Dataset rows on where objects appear
⟨
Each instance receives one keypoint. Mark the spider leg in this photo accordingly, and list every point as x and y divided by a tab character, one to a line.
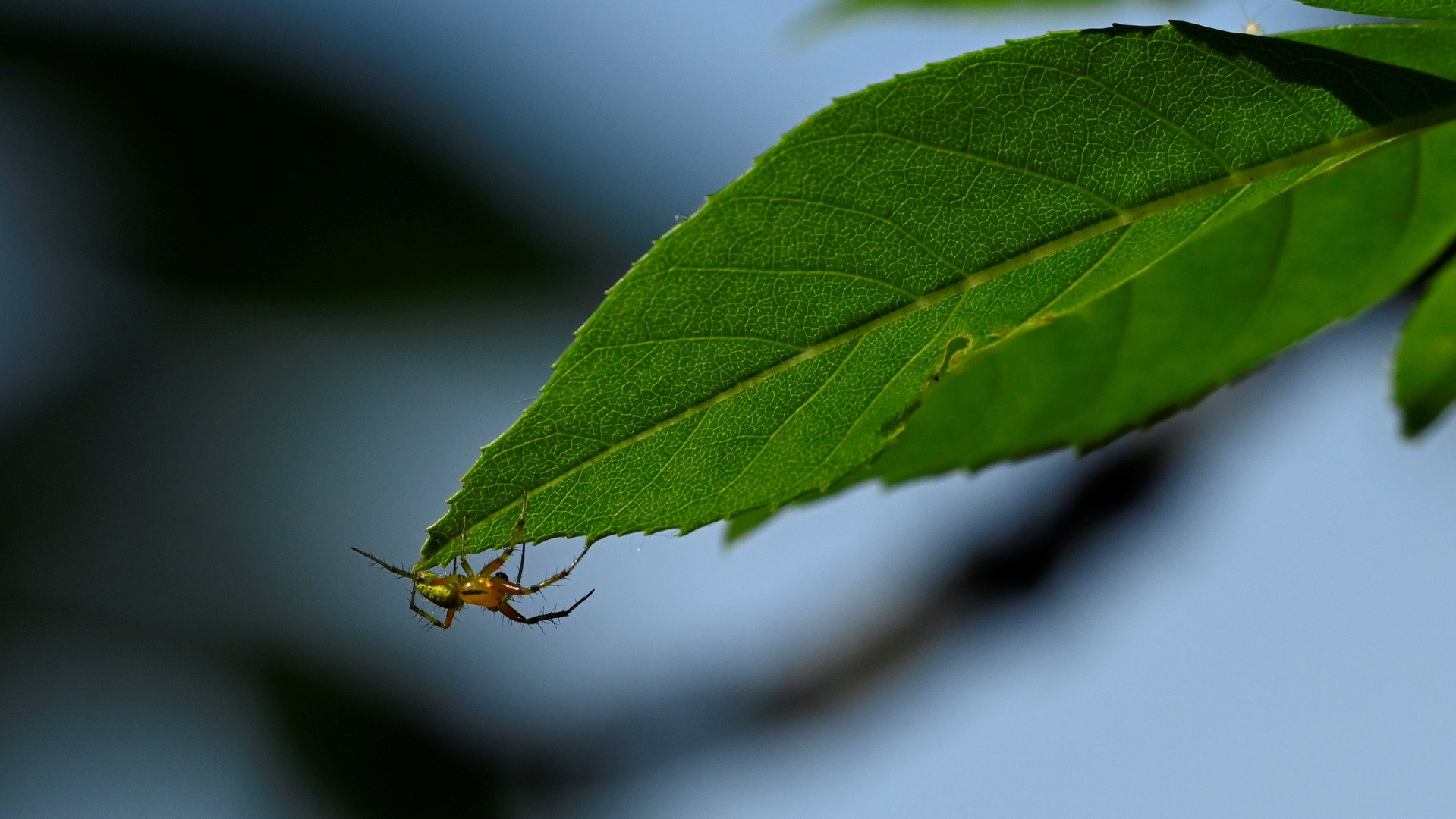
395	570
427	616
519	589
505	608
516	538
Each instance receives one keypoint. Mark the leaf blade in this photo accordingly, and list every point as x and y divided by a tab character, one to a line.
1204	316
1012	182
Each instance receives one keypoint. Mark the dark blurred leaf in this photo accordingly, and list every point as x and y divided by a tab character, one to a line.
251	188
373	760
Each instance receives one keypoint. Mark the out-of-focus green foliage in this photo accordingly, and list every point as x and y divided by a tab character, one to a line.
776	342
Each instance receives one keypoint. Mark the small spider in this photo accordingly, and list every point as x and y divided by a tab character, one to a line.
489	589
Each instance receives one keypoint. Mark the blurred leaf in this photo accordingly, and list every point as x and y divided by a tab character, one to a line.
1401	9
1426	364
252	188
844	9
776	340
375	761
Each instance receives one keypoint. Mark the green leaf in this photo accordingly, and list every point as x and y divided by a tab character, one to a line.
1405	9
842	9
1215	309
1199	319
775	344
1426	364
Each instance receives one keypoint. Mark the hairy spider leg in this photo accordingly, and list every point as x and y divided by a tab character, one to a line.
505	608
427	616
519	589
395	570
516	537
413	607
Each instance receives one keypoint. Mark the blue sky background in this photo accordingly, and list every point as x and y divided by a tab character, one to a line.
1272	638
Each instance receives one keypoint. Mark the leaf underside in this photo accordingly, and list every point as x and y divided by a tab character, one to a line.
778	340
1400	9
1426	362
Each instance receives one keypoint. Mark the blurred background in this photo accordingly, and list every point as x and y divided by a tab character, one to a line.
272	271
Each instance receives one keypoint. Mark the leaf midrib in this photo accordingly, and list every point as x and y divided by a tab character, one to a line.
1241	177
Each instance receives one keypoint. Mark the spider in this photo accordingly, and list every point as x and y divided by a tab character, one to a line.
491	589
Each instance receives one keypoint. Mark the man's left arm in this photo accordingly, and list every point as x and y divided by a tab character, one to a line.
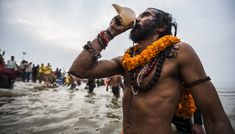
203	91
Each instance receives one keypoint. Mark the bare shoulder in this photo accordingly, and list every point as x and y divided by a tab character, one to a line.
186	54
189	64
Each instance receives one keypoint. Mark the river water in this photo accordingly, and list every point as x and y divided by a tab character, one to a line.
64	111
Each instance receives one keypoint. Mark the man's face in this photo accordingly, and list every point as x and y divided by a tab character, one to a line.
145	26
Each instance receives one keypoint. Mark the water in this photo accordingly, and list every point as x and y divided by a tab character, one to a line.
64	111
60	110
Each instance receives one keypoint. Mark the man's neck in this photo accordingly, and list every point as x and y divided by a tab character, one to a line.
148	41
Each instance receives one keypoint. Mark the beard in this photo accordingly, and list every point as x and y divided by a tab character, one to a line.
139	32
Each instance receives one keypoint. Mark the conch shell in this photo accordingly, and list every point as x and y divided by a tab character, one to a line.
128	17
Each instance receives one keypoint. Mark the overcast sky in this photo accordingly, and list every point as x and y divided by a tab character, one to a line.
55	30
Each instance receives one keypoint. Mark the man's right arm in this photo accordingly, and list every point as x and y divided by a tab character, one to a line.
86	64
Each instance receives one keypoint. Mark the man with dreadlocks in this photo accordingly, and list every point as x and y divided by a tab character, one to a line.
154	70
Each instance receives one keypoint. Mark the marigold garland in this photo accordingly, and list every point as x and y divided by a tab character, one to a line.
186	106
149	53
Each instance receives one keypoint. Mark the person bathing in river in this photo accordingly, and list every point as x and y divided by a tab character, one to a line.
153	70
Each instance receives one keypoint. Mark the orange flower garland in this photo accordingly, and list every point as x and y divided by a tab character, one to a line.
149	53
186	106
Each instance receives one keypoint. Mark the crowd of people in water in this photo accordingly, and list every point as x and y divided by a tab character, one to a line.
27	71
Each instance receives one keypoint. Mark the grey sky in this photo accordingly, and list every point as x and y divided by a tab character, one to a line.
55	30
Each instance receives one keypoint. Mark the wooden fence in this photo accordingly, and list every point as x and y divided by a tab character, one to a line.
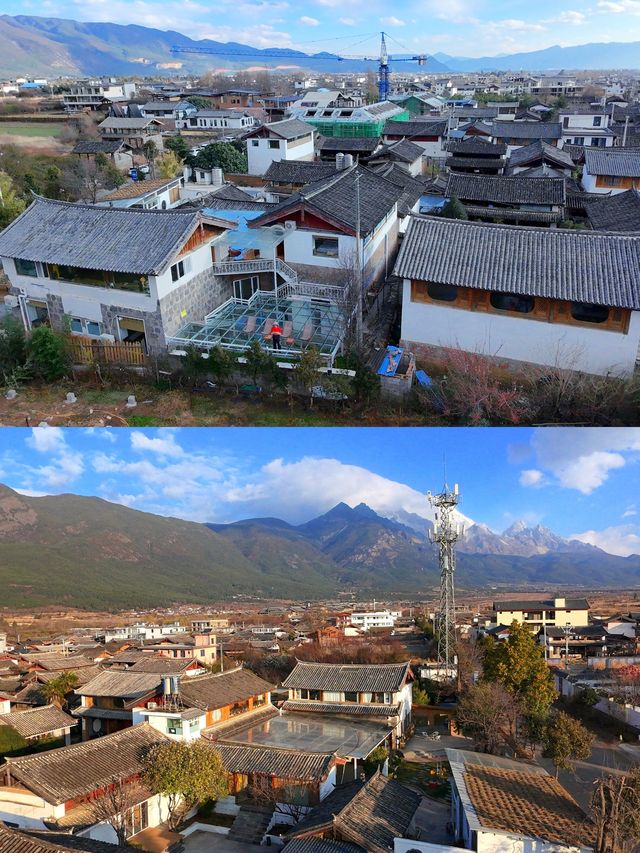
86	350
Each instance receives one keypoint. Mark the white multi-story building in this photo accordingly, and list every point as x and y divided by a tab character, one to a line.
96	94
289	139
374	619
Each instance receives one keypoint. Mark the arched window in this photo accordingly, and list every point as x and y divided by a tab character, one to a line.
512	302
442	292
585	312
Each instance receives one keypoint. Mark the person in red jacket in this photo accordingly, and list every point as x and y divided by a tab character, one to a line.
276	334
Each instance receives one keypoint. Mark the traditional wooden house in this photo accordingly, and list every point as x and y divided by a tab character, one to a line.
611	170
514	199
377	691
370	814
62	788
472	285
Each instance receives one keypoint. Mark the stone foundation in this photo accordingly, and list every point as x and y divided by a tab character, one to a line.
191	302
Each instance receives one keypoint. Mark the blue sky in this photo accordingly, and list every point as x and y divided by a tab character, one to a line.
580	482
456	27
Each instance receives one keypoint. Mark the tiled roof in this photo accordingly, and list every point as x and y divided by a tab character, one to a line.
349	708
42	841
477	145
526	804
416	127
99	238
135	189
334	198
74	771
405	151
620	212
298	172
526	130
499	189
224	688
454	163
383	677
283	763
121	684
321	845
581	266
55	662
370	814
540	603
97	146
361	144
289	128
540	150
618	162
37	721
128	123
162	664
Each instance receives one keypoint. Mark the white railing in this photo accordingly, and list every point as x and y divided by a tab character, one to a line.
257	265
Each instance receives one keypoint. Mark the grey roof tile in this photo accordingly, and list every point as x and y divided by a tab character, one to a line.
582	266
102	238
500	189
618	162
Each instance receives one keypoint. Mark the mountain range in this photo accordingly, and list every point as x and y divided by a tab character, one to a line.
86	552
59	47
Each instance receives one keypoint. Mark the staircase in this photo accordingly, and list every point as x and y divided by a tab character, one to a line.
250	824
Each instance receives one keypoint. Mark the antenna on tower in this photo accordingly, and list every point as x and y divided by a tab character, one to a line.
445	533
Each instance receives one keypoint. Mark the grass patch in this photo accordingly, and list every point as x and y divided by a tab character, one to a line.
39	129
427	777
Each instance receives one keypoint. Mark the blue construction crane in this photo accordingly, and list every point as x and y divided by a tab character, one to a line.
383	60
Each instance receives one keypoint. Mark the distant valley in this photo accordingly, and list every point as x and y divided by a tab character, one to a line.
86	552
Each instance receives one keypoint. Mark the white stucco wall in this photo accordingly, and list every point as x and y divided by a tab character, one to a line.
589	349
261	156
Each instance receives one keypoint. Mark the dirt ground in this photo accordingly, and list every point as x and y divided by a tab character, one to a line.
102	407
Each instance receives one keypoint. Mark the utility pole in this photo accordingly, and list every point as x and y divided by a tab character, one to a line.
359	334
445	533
⟩
▶ **WHAT THE TASK ASKS**
Copy out each line exactly, without the pictures.

▶ **EXERCISE ANSWER**
Each instance receives one keypoint. Mark the spider leg in this photo accordingly, and list every point as x and y divided by a tab character, one to a line.
395	570
427	616
519	589
505	608
516	538
Each instance receives one keypoint. Mark the leaf blade in this photo accordingly, and list every point as x and y divided by a tab character, one to a line.
1204	316
1012	182
Each instance receives one keypoint. Mark the dark blurred leaf in this photo accordingly, and list every point as x and y divided by a tab character, one to a line.
251	188
373	760
Each instance receives one keypoint. Mark the out-of-focus green foliage in this photo accordingly, and list every point as x and y divided by a tab character, one to a line.
776	342
Each instance receives one keypoint. Mark the small spider in this photo accordingly, and list every point as x and y divided by a tab character, one to a line.
489	589
Each instance receives one keypoint. Mark the blurred leaf in this photo accordingly, and list every point as x and y divided by a tab character, one to a line.
1401	9
1426	364
252	188
844	9
776	340
375	761
Each instance receives one keypoint. Mark the green leaf in this photo accordingly, and list every point as x and y divided by a tab character, one to a line.
1405	9
842	9
1215	309
1199	319
775	344
1426	364
Each instance receives one keypoint. Mark the hairy spider leg in this photo accordingly, and list every point as x and y divided by a tab character, one to a line.
505	608
427	616
519	589
395	570
516	537
413	607
Each instance receives one keypoint. Mark the blue sky background in this photo accordingly, and list every point as x and y divided by a tab character, one to a line.
1272	638
Each instance receives one keypoint. Mark the leaf underside in this photo accordingly, and list every point as x and y divided by a tab character, one to a line.
778	340
1400	9
1426	362
Each instance receives one keypoint. Mark the blurred background in this photo accordingly, and list every point as x and y divided by a tab character, one to a line.
272	271
Each instance receives one keypoint. Mark the leaf midrib in this photo accordingly, and list every point as x and y divided by a tab character, one to a line.
1241	177
Each instance receives one keypoint. Mark the spider in this photo accordingly, and list every point as x and y divided by a tab character, one to a line.
491	589
Each instance receives one keypoint. Mark the man's left arm in this photo accordingly, and list every point as x and y divided by a tab character, one to a line.
203	91
Each instance receives one keypoint. Mark the bare shoulder in this photo accordingly, and list every point as x and y divided by a tab character, one to a line.
186	54
189	64
Each instance receives one keypoint. Mark the river water in this photo accordingly, and list every point as x and y divided by a tab character, one to a line.
64	111
Each instance receives one keypoint. Mark the man's face in this photo accordingly, and list every point as x and y divided by a tab character, one to a line.
145	26
Each instance receives one keypoint. Mark the water in this photo accordingly, and list every point as x and y divided by a tab character, one to a line.
64	111
60	110
Each instance receives one keypoint. Mark the man's neck in this photo accordingly, and list every point as x and y divided by a tab character, one to a line.
148	41
Each instance receives one keypoint. Mark the beard in this photo accordingly, and list every point as x and y divided by a tab character, one to a line.
139	32
Each instance receives one keypoint. Mark the conch shell in this photo accordingly, and list every point as x and y divided by a tab character, one to a line.
128	17
Each instance receives one keypoint. Mark the overcast sky in this photo accordingly, and list every point as x and y divided by a tab character, one to a line.
55	30
Each instance receives one keypoint. Mark the man's right arm in this photo accordingly, and list every point as x and y divided by a tab character, one to a line.
86	64
Each instance receives one keypoint. Mark the man with dreadlocks in this photo accordingly, and list every point as x and y divided by a tab character, one to a line.
154	70
Each instance receives one keypoint. Mark the marigold garland in this photo accordingly, and list every point as x and y divided by a tab character, one to a line.
186	106
149	53
Each instance receives one keypoint. Mark the person bathing in river in this photo accordingly, and list every point as x and y divided by a tab character, one to a line.
153	70
Each instance receives one keypoint. Mark the orange flower garland in this photo accordingly, and list every point as x and y divided by a tab character, one to a line.
149	53
186	106
Each instance receives one keypoint. Mark the crowd of people in water in this photo accordingly, and list every point as x and y divided by a tab character, one to a line.
27	71
Each instance receives one keypoint. Mark the grey sky in this photo accordingly, and list every point as x and y divided by a tab character, one to a line.
55	30
Each instance receives one keypoint. Mark the wooden fence in this photo accordingly, and list every point as x and y divided by a tab character, one to a line.
86	350
Each instance receives one keypoint. Mark the white multi-story building in this photo accordingly, and list every point as x and y divided by a tab character, one to a line.
96	94
289	139
374	619
Each instance receives one keypoint. Mark the arched window in this photo accordingly, and list every point as x and y divided by a tab character, one to a line.
512	302
442	292
585	312
Each instance receives one keypoint. Mark the person in red jacket in this photo accordingly, and list every point as x and y divided by a tab character, one to a line.
276	334
Each instance receives one keypoint. Mark the traditional wooden house in this photo accordingly, and list every point as x and y divided by a tab character, one to a line.
611	170
514	199
377	691
370	814
62	788
472	285
Each instance receives one keypoint. Mark the stone foundation in this photo accordingly, and list every point as x and y divided by a tab character, one to a line.
191	302
Each instance receives one keypoint. Mark the blue sky in this photo accordingly, and list every point as x and y divided by a tab character, one to a line.
580	482
456	27
Each instance receives one keypoint. Mark the tiled roof in this photo accordingly, and list every point as x and y divided by a tab character, one to a line.
349	708
42	841
477	145
526	804
416	127
99	238
135	189
334	198
74	771
405	151
620	212
298	172
526	130
499	189
224	688
454	163
383	677
283	763
121	684
321	845
581	266
55	662
370	814
540	603
97	146
361	144
289	128
540	150
618	162
37	721
128	123
162	664
Each instance receives one keypoint. Mark the white railing in this photo accordingly, and list every point as x and y divided by a tab character, one to a line.
257	265
Each instance receives one keypoint. Mark the grey roof tile in this photo accordingly, and list every point as x and y divided by a tab character, one to a line.
582	266
102	238
500	189
618	162
Each instance receives one keypoint. Mark the mountain range in this photo accordingly, and list every point as x and y divided by a tab character, one to a line.
86	552
59	47
Each instance receives one keypoint. Mark the staircase in this photo accordingly, and list every point as x and y divided by a tab character, one to a line.
250	824
Each instance receives one keypoint. Mark the antenna on tower in this photo accordingly, and list every point as x and y divided by a tab character, one to a line.
445	533
Each instance receives one keypoint. Mark the grass patch in this photo accordingly, and list every point as x and y divided by a tab character, one to a line.
39	129
427	777
Each instance receives one keypoint. Mark the blue construction crane in this photo accordingly, and list every point as x and y divided by a tab character, one to a line.
383	60
Each instance receives one keypoint. Mark the distant valley in this photo accordingly, and list every point as x and y divided by a tab character, one to a line.
86	552
Each instance receives one keypoint. Mark the white stucco wall in this photo accordingly, and list every point as x and y divided by a tab character, one to a line.
589	349
261	156
Each instance receives one keypoint. Mark the dirt ground in this photo accordingly, and list every point as x and y divided by a tab character, one to a line.
102	407
Each instance receives one keypoint. Mark the utility pole in this photo accordingly, and list every point as x and y divided by a tab character, one to a line.
359	334
445	533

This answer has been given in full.